Segment Start: DOCUMENT SEGMENT

Smuggled, expired  drugs flood markets : Hundreds of thousands of people facing severe health risks in Southern Cumilla 

 

Moshiur Rahman Selim, Comilla South 

Hundreds of thousands of people in the southern region of Cumilla, particularly across the greater Laksam upazila, are facing severe health risks due to a rampant trade in adulterated, expired, and smuggled medicines, coupled with untrained pharmacy staff illegally practicing as physicians.

Local sources revealed that while almost all economic sectors in the region suffered over the past three years due to various crises, the pharmaceutical sector witnessed an unprecedented boom, with medicine companies and local pharmacies raking in excessive profits under different pretexts. Rural hats and bazaars across four upazilas in southern Comilla are currently flooded with unauthorized private clinics and medicine shops popping up like mushrooms. Alarmingly, nearly 90 percent of these pharmacies do not possess any valid registration or legal documentation from the drug administration.

Taking advantage of inadequate monitoring, a section of unscrupulous wholesalers is pushing counterfeit, substandard, and banned Indian drugs smuggled through border routes into rural pharmacies and quack doctors. Prices of life-saving drugs are being hiked arbitrarily, leaving consumers trapped between soaring costs and artificial supply shortages. Locals alleged that the situation has deteriorated to a point where pharmacy owners and counter salesmen have assumed the roles of specialized doctors, diagnosing illnesses and prescribing high-strength medicines without any regulations.

Segment End: DOCUMENT SEGMENT

- [WORK TASK]:
Continue the report on the illegal medicine trade in southern Cumilla, picking up after its final sentence. The lines that come next have no connection to the report on smuggled and expired drugs.

Segment Start: INPUT DATA

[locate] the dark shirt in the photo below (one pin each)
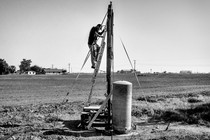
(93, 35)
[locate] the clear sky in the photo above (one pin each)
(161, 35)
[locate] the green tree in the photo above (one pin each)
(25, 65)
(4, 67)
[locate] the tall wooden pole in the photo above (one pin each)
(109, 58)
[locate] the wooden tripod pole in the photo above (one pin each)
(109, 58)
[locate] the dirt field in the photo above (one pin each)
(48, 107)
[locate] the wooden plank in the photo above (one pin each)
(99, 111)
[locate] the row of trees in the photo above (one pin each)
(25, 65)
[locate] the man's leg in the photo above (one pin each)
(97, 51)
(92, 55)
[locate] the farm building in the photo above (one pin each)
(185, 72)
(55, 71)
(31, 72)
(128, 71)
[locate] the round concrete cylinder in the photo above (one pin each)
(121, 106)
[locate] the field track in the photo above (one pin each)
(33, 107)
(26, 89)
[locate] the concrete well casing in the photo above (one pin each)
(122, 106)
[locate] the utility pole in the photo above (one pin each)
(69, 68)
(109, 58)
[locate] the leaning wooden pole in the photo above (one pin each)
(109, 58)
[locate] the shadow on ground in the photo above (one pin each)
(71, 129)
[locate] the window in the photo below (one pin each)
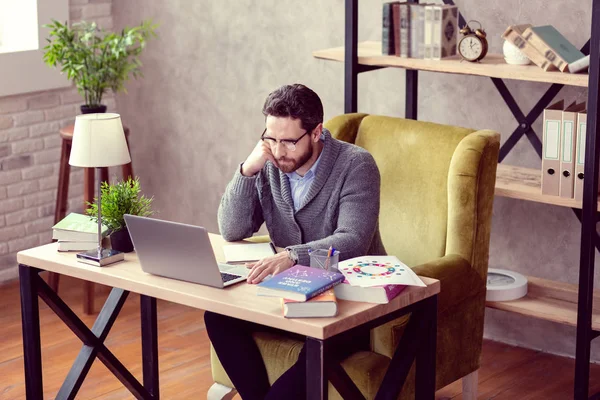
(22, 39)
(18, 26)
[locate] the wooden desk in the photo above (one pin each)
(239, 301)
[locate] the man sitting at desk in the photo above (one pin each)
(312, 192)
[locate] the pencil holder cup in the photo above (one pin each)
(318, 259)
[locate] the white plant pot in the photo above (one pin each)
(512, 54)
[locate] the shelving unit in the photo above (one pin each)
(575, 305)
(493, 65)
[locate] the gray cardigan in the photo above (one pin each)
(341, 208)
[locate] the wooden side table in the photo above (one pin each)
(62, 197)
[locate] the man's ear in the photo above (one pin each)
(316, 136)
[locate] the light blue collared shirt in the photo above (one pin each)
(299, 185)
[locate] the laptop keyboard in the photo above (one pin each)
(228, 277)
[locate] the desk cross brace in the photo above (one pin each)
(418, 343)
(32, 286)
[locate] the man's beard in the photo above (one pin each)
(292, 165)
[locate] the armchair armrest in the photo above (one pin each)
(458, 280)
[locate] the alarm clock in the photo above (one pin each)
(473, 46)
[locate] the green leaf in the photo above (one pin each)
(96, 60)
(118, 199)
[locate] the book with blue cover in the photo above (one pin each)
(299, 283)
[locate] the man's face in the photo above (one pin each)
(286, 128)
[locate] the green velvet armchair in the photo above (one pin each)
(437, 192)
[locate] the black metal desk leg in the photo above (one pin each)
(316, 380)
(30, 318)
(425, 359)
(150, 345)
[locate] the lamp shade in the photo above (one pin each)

Segment End: INPUT DATA

- [WRITTEN RESPONSE]:
Due to the acute shortage of authentic medicines, lack of modern technical diagnostic tools, and a rise in risky illegal medical procedures like unauthorized MR and DNC by quacks, rural patients are increasingly being forced to move to major cities for reliable healthcare.

Although various regulatory and professional bodies—such as the Druggists and Chemists Association, the Village Doctors Association, and the Pharmacy Owners Association—exist on paper, they function merely as signboard-only organizations. Barring a handful of registered pharmacists and diploma-holding physicians, the vast majority of these medicine shops operate completely outside the purview of the law, sustaining a chaotic, commission-based market.

It is learned that out of around 23,000 registered medicines in the country, the government directly regulates the quality, testing, and pricing of only 117 items. Drug manufacturing companies completely control the pricing of the remaining vast majority of medicines, leading to sudden and erratic price hikes in the retail market. Furthermore, a move is currently underway to increase the prices of another 52 medicines. The market is also heavily saturated with controversial foreign medicines and imported products labeled as "food supplements," whose quality remains highly questionable.

Sources from local private hospital medical boards revealed that laboratory tests funded by the World Bank on various locally manufactured energy and cold drinks have previously exposed alarming results, showing excessive and hazardous levels of sodium benzoate.

Public grievances are mounting over a toxic "give-and-take" commission culture where pharmaceutical representatives offer hefty financial incentives to quack doctors, clinic owners, and pharmacy operators to push these substandard and adulterated products to unsuspecting patients.

While the local administration occasionally conducts sporadic market monitoring and mobile court drives, the Directorate General of Drug Administration (DGDA) and the Health Department have reportedly turned a blind eye to the deep-rooted anarchy, failing to initiate any permanent systemic reforms or disciplinary actions against the syndicates.